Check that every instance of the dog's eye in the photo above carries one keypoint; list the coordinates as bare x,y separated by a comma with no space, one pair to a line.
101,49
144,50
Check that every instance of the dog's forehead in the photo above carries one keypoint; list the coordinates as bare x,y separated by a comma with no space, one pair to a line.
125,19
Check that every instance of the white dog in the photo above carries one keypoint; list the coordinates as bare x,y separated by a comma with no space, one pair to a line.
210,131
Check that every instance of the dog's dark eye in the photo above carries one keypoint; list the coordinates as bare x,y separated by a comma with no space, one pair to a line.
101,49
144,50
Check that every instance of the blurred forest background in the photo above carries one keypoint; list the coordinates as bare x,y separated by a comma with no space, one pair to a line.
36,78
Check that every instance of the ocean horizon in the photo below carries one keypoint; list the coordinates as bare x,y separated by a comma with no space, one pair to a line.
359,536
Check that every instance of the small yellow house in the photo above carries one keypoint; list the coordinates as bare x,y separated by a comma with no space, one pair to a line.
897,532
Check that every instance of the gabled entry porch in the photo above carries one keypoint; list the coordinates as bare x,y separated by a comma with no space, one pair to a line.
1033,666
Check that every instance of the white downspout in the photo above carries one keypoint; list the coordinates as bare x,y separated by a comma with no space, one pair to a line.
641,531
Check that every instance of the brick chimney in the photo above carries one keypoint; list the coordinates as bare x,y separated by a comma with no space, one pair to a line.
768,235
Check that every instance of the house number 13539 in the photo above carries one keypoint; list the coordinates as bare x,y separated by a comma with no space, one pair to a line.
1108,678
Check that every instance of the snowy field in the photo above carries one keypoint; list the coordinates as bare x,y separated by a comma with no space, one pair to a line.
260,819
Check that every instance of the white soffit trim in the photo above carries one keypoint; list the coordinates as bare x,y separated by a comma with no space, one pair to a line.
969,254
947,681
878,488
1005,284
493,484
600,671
-------------------------
*Goal*
Copy each line of the data above without altering a single character.

*Task answer*
Check that every instance of the dog's eye in the photo above carries one keypoint; list the coordinates as bare x,y separated by a comma with no space, one pair to a line.
101,49
144,50
Check that every instance of the dog's forehead in the photo above carries one keypoint; list the coordinates as bare x,y separated by a comma with no space, one pair to a line.
125,19
Check that every instance of the white dog in the photo above carries one keypoint; list the coordinates as bare x,y separated by a comma with no space, one pair to a line.
210,131
Check that every instance of the dog's dark eye in the photo above carries one keypoint; list the coordinates as bare x,y separated by a comma with no space, one pair to a line.
101,49
144,50
Check that every instance of the blurred forest background in the photo above carries one keypoint; list the coordinates as bare x,y separated by a comma with no space, one pair to a line.
36,78
Check that every instance of the ocean horizon in the photo below carries one keypoint; list the coordinates as bare x,y separated by a comma with no space, one pair to a line.
359,536
Check that every instance of the small yellow house in the photo above carries one keypoint; list the coordinates as bare x,y separated by a comma with no space, one pair to a line.
897,532
Check that every instance of the gabled entry porch in the photo above carries one keypoint; list the coordinates as bare x,y separated by a comma with no space, one pair to a line.
1033,666
Check that every instance of the white downspout in the photo above carries one keypoint; list the coordinates as bare x,y separated by a comma with no space, one pair to a line.
641,531
Check that every instance of the brick chimney in the photo above carries one keypoint; list the coordinates as bare x,y separated by a comma with no space, one pair to a line.
768,235
Check that every instance of the house number 13539 in the photo above carries one keypoint; list the coordinates as bare x,y separated by a comma with no space, one pair to a line.
1108,678
Check that every instance of the snowy field in the photo above carries one keypoint; list the coordinates as bare x,y separated by a comma with no space, one pair to a line.
260,819
Check that every instance of the white soffit trim in the photo above carries one keypoint; list the coordinates as bare x,y separated by a comma with no space, one pair to a line.
969,254
947,681
878,488
1005,284
493,484
600,671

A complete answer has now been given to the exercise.